DOCUMENT SEGMENT:
----------

2. Reading every word in the dictionary for each potential encoded section.

Probably the most egregious flaw though, is in find_encodings:

def find_encodings(
    phone_number: str, words: List[str], last_was_digit: bool = False
) -> List[str]:
  ...
  # Get a list of all the words that could be a valid next word.
  next_words = list(
      filter(lambda word: can_encode(phone_number[: len(word)], word), words)
  )
  ...

To generate next_words, we are actually checking every single word in the dictionary for every phone number. Without any proof, I’m going to claim that this makes find_encodings O(really really bad).

Of course, had I read this line from the original problem, I could have saved myself some time:

Your program must be run time efficient in so far that it analyzes only a very small fraction of all dictionary entries in each word appending step.

Improving this shortcoming is heavily linked to the next step.

3. Awkward choice of storage for the original words dictionary

Originally, to store the corpus, I built a dictionary which mapped standardized words to their original counterparts. This is an awkward idea, because now, determining if a word would be a valid encoding for a section of a phone number requires a conversion process from one to the other. We have the potential to perform this same conversion multiple times, unecessarily, when it could be performed only once at the very start of the program.

4. `find_encodings` only taking in the standardized list of words.

This forces an awkward step after all the encodings are found, where we must find which sections can be mapped back to their original words.

Instead, we should pass in the entire dictionary which maps standardized words to their original forms, and then encode the original word for a section instead of the standardized form.

5. `find_encodings` Returning a Result

We don’t need to do anything additional to the encodings once we find them, so find_encodings can just print the encodings as soon as they’re found, simplifying the internal logic.

And probably many more!

Improved Solution

For my second attempt, I decided it would be much nicer to store the original dictionary as a mapping from encoded phone numbers to a set of their potential original words within the dictionary.

This gave the following solution (also available here):

#!/usr/bin/env python
"""Usage: solution3.py numbers_file words_file"""
import sys
from typing import Dict, List, Set

NUMBER_TO_LETTERS = {
    0: "e",
    1: "jnq",
    2: "rwx",
    3: "dsy",
    4: "ft",
    5: "am",
    6: "civ",
    7: "bku",
    8: "lop",
    9: "ghz",
}

LETTER_TO_NUMBER = {
    letter: str(number)
    for (number, letters) in NUMBER_TO_LETTERS.items()
    for letter in letters
}


def main():
    numbers_file, words_file = sys.argv[1:]
    word_map = generate_word_map(words_file)

    with open(numbers_file) as numbers:
        for number in numbers:
            print_encodings(number.strip(), word_map)

----------

Excerpts from a dataset
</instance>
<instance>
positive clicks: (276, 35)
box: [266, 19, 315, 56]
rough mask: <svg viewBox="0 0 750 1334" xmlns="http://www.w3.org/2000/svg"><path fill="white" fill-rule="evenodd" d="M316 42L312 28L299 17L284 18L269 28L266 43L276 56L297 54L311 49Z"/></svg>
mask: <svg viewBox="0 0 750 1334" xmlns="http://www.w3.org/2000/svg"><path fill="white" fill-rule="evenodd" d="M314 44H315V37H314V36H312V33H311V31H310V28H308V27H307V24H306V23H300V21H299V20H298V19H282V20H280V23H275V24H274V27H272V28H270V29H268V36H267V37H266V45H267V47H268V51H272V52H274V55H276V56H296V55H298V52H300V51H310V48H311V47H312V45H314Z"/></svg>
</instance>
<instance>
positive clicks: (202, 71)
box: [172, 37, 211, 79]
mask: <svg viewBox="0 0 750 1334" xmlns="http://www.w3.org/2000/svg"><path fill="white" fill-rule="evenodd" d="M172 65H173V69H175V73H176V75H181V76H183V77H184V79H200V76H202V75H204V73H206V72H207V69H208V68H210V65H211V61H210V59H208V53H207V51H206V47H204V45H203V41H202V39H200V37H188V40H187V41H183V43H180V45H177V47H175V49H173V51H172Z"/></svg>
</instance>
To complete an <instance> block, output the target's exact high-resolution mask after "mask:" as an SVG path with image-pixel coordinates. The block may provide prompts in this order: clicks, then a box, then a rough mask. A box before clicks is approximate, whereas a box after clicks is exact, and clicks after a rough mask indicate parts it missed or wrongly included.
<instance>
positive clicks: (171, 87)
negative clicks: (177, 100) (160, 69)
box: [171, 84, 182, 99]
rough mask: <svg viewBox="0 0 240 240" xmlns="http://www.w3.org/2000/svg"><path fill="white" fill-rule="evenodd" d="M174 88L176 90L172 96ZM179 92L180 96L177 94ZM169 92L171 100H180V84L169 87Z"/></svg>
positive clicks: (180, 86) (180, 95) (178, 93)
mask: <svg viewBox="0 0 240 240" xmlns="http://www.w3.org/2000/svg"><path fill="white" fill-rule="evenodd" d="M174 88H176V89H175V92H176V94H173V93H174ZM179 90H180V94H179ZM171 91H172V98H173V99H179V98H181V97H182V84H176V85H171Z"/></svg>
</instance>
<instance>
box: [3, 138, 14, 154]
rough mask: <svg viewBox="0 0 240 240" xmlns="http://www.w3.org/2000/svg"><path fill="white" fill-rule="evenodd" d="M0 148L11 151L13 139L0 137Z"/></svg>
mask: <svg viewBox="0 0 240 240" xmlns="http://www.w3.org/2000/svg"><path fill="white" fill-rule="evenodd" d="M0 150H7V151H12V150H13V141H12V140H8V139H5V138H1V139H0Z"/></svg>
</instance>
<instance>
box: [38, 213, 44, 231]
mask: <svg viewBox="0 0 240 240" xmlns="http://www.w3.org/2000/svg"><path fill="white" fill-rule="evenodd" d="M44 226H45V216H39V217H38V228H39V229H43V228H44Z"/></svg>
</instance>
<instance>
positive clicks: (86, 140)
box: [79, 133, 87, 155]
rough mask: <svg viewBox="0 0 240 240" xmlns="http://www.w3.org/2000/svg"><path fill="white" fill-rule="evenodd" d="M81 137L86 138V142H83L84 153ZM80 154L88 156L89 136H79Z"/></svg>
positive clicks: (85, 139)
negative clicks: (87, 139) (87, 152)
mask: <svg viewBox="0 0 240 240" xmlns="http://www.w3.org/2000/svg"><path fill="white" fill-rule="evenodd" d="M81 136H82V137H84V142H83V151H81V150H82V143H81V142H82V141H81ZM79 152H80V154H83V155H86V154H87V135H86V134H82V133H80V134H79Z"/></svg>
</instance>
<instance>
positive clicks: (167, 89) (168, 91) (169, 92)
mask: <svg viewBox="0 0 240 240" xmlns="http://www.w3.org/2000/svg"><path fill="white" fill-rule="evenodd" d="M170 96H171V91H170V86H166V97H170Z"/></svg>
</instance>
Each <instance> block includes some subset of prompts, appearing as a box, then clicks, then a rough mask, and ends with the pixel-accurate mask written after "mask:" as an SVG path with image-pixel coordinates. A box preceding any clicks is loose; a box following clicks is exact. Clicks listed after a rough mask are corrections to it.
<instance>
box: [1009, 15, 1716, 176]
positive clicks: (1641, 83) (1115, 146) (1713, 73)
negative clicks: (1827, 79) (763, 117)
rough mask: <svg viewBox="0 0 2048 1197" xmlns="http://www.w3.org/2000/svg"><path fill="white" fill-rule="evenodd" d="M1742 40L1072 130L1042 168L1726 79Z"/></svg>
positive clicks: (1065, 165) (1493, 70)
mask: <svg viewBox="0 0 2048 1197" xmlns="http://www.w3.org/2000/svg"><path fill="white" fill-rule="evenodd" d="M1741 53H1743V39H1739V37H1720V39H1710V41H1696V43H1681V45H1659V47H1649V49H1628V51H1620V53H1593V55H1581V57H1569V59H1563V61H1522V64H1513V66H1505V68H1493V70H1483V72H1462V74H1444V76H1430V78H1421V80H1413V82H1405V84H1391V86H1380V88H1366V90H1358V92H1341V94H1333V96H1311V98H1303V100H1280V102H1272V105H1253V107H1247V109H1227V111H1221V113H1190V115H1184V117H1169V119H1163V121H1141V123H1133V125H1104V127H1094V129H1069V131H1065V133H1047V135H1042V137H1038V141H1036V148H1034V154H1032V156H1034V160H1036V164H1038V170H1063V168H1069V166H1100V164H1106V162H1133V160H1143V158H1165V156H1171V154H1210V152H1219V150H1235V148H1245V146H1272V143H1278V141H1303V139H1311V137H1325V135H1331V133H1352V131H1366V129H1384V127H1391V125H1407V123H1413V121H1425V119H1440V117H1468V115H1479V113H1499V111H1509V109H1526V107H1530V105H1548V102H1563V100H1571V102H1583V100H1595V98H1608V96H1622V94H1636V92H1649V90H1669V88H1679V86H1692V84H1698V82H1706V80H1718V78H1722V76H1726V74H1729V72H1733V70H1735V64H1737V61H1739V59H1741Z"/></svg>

----------

TASK GOAL: Print the part of the phone-number encoding post that starts with "Instead, we should" and goes on through "probably many more!".

SOLUTION BELOW:
Instead, we should pass in the entire dictionary which maps standardized words to their original forms, and then encode the original word for a section instead of the standardized form.

5. `find_encodings` Returning a Result

We don’t need to do anything additional to the encodings once we find them, so find_encodings can just print the encodings as soon as they’re found, simplifying the internal logic.

And probably many more!